*** Opening Data extract ***

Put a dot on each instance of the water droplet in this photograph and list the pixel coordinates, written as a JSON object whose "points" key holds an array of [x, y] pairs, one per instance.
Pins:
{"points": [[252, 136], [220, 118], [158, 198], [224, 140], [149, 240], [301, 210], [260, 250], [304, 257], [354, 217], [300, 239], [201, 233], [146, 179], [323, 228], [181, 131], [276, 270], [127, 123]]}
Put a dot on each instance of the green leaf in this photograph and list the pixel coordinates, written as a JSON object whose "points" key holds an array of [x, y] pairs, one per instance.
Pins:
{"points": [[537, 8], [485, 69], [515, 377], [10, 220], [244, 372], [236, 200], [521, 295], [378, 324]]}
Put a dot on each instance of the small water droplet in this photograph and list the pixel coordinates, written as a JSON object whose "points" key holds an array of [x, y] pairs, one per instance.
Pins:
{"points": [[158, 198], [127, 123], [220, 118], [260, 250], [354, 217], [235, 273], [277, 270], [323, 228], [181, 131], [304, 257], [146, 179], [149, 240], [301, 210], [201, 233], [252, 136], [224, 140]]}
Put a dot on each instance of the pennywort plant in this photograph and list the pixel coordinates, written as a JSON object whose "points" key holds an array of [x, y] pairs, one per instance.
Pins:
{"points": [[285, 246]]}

*** Closing Data extract ***

Scan the data for lines with the word "droplet". Report only how many there are.

2